§ **WHAT TO WORK ON**
This exercise requires an exact output of the listing, images omitted.

§ **SUPPLIED ENTRIES**
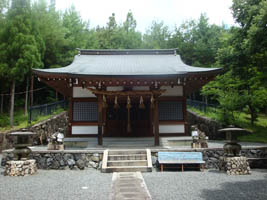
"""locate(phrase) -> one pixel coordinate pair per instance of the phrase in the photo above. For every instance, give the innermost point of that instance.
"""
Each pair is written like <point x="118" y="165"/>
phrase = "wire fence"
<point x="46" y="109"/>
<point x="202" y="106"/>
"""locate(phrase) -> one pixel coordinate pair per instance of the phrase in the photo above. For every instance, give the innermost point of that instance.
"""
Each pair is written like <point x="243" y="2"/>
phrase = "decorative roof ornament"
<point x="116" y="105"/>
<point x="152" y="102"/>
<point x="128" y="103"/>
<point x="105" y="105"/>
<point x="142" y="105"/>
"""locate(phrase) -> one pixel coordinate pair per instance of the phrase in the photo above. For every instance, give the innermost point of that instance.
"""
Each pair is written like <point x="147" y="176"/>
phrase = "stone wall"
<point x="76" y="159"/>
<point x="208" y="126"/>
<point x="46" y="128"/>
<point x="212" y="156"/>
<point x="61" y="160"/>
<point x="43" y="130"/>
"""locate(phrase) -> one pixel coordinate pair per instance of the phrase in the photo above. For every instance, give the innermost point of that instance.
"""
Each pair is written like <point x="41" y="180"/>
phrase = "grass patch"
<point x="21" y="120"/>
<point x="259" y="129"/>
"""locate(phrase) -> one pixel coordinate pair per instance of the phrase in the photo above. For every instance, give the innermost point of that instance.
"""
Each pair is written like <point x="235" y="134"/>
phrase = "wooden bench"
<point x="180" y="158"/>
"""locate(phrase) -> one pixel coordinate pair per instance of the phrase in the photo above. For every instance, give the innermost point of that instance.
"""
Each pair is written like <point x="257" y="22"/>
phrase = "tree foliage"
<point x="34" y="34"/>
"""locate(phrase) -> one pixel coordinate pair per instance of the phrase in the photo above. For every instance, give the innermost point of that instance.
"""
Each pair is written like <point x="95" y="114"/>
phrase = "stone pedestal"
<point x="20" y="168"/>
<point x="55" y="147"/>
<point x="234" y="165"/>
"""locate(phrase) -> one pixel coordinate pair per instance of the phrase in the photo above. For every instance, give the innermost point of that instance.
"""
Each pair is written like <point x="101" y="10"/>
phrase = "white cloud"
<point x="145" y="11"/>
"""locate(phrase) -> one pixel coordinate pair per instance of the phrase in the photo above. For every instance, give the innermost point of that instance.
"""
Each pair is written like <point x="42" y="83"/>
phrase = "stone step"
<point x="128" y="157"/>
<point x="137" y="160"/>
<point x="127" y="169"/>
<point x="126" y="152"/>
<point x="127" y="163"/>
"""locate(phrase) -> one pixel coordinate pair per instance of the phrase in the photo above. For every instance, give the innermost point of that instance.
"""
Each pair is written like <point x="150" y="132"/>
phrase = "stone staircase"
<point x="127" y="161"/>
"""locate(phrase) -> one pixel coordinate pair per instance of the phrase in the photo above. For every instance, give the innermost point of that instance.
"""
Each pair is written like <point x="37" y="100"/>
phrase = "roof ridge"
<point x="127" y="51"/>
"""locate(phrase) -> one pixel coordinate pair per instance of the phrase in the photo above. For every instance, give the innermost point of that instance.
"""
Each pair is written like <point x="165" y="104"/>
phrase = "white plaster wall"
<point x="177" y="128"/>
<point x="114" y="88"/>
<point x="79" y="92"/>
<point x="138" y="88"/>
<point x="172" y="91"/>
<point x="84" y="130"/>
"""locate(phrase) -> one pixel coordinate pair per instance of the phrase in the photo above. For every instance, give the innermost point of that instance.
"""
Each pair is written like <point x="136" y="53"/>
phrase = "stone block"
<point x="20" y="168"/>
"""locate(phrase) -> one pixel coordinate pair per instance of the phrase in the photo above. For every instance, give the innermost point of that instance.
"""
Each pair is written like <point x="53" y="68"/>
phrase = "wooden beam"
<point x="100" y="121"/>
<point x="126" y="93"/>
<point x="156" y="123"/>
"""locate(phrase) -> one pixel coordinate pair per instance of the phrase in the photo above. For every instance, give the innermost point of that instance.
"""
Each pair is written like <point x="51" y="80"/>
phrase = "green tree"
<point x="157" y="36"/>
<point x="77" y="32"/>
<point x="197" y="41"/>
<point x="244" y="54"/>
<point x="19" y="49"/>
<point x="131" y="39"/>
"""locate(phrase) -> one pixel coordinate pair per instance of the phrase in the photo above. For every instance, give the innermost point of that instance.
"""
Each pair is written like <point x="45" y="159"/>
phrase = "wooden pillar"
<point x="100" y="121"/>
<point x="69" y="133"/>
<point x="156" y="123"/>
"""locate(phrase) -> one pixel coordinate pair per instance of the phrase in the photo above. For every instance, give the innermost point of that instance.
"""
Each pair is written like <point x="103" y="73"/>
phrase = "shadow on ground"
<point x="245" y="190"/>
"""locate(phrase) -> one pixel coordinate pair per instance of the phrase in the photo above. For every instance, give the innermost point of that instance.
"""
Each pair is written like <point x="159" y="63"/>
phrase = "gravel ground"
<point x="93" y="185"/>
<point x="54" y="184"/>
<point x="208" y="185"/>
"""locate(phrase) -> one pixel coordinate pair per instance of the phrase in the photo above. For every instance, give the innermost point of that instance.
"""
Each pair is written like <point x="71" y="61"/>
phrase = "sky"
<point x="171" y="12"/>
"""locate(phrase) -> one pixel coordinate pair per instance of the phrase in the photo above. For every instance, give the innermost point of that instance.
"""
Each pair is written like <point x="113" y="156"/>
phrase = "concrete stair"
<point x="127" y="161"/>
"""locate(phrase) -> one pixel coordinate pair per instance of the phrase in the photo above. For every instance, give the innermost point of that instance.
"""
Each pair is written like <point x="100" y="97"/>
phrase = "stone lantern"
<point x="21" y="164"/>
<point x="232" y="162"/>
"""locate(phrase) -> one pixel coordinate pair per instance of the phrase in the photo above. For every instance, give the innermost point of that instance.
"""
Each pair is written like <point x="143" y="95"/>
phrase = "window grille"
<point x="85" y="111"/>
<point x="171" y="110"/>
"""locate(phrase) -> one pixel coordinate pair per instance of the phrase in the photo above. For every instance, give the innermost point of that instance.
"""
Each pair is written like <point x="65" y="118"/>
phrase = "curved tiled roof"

§ **TASK RESPONSE**
"""locate(phrase) -> one pixel coordinate pair per instance of the phrase in the photo above. For every instance, give the innermost point of that instance.
"""
Each pair is written like <point x="118" y="165"/>
phrase = "wire fence"
<point x="46" y="109"/>
<point x="202" y="106"/>
"""locate(phrase) -> one pixel coordinate pair per instance of the phrase in the photo above. For every instance, give the innermost point of that instance.
"""
Each pair is written like <point x="243" y="2"/>
phrase = "decorative roof ornament"
<point x="116" y="105"/>
<point x="152" y="102"/>
<point x="128" y="103"/>
<point x="105" y="105"/>
<point x="142" y="105"/>
"""locate(phrase) -> one pixel coordinate pair per instance of the phrase in the photo above. For every instance, give the innermost point of that instance.
"""
Each pair is written like <point x="147" y="176"/>
phrase = "stone wall"
<point x="76" y="159"/>
<point x="208" y="126"/>
<point x="46" y="128"/>
<point x="212" y="156"/>
<point x="61" y="160"/>
<point x="43" y="130"/>
"""locate(phrase) -> one pixel coordinate pair per instance of the phrase in the photo above. For every instance, give the innermost point of that instance.
"""
Each pair is written like <point x="41" y="180"/>
phrase = "grass patch"
<point x="21" y="120"/>
<point x="259" y="129"/>
"""locate(phrase) -> one pixel coordinate pair per instance of the phrase in the photo above. For every instance, give the innermost point of that instance.
"""
Each pair is written like <point x="235" y="134"/>
phrase = "wooden bench"
<point x="180" y="158"/>
"""locate(phrase) -> one pixel coordinate pair per instance of the phrase in the photo above. For every instance, give the innermost point of that instance.
"""
Each pair is written like <point x="257" y="22"/>
phrase = "tree foliage"
<point x="34" y="34"/>
"""locate(phrase) -> one pixel coordinate pair per instance of the phrase in the photo above. For every instance, give the innermost point of that instance.
"""
Each pair is written like <point x="95" y="114"/>
phrase = "stone pedestal"
<point x="20" y="168"/>
<point x="55" y="147"/>
<point x="234" y="165"/>
"""locate(phrase) -> one pixel coordinate pair per instance of the phrase in the photo above. For every instance, give the innermost point of that instance.
"""
Each pair is written like <point x="101" y="10"/>
phrase = "white cloud"
<point x="145" y="11"/>
"""locate(phrase) -> one pixel coordinate pair per instance of the phrase in the photo above. For every instance, give the innermost point of that instance.
"""
Each pair is written like <point x="42" y="83"/>
phrase = "stone step"
<point x="128" y="157"/>
<point x="137" y="160"/>
<point x="127" y="169"/>
<point x="126" y="152"/>
<point x="127" y="163"/>
"""locate(phrase) -> one pixel coordinate pair per instance of the phrase in the photo above. For every instance, give the innermost point of that instance.
"""
Each pair is written like <point x="150" y="132"/>
phrase = "stone staircase"
<point x="127" y="161"/>
"""locate(phrase) -> one pixel coordinate pair per instance of the phrase in the photo above. For every instance, give the innermost point of that instance.
"""
Each pair is written like <point x="37" y="100"/>
phrase = "roof ridge"
<point x="127" y="51"/>
"""locate(phrase) -> one pixel coordinate pair per instance of the phrase in the photo above. For every instance, give the innermost point of that instance.
"""
Each pair is written like <point x="165" y="104"/>
phrase = "white plaster wall"
<point x="177" y="128"/>
<point x="114" y="88"/>
<point x="79" y="92"/>
<point x="138" y="88"/>
<point x="172" y="91"/>
<point x="84" y="130"/>
"""locate(phrase) -> one pixel coordinate pair per instance of the phrase in the photo above. For every instance, give the innermost point of that instance.
"""
Each pair is written like <point x="136" y="53"/>
phrase = "stone block"
<point x="20" y="168"/>
"""locate(phrase) -> one pixel coordinate pair per instance of the phrase in the photo above. For every instance, give the innermost point of that instance.
"""
Each pair is written like <point x="53" y="68"/>
phrase = "wooden beam"
<point x="100" y="121"/>
<point x="126" y="93"/>
<point x="156" y="123"/>
"""locate(phrase) -> one pixel coordinate pair per instance of the phrase in the photo above. For every instance, give the innermost point of that instance.
"""
Each pair is written like <point x="51" y="80"/>
phrase = "green tree"
<point x="157" y="36"/>
<point x="77" y="32"/>
<point x="197" y="41"/>
<point x="244" y="54"/>
<point x="19" y="49"/>
<point x="131" y="39"/>
"""locate(phrase) -> one pixel coordinate pair per instance of the phrase in the photo above. For every instance, give the innermost point of that instance.
"""
Each pair is written like <point x="45" y="159"/>
phrase = "wooden pillar"
<point x="100" y="121"/>
<point x="69" y="133"/>
<point x="156" y="123"/>
"""locate(phrase) -> one pixel coordinate pair per instance of the phrase in the photo above. For every instance, give the innermost point of that instance.
"""
Each pair is written like <point x="103" y="73"/>
phrase = "shadow on ground"
<point x="245" y="190"/>
"""locate(phrase) -> one pixel coordinate pair per instance of the phrase in the photo above. For every instance, give the innermost point of that instance.
"""
Each pair is written like <point x="159" y="63"/>
phrase = "gravel ground"
<point x="93" y="185"/>
<point x="54" y="184"/>
<point x="208" y="185"/>
"""locate(phrase) -> one pixel coordinate pair per instance of the phrase in the photo above. For every instance, give the innermost point of that instance.
"""
Each pair is written like <point x="71" y="61"/>
phrase = "sky"
<point x="171" y="12"/>
"""locate(phrase) -> one pixel coordinate pair per instance of the phrase in the photo above. For every instance, give the innermost point of that instance.
"""
Each pair is written like <point x="113" y="156"/>
phrase = "concrete stair"
<point x="127" y="161"/>
"""locate(phrase) -> one pixel coordinate pair per instance of the phrase in the photo above. For every instance, give the innermost point of that instance.
"""
Each pair is written like <point x="100" y="97"/>
phrase = "stone lantern"
<point x="21" y="164"/>
<point x="232" y="162"/>
"""locate(phrase) -> one pixel coordinate pair per instance of the phrase in the photo above. For every instance, give the innermost point of that instance.
"""
Each pair is written like <point x="143" y="95"/>
phrase = "window grille"
<point x="85" y="111"/>
<point x="171" y="110"/>
"""locate(phrase) -> one pixel coordinate pair per instance of the phrase in the photo above. For every instance, give the innermost point of that instance.
"""
Each pair is written like <point x="65" y="118"/>
phrase = "curved tiled roof"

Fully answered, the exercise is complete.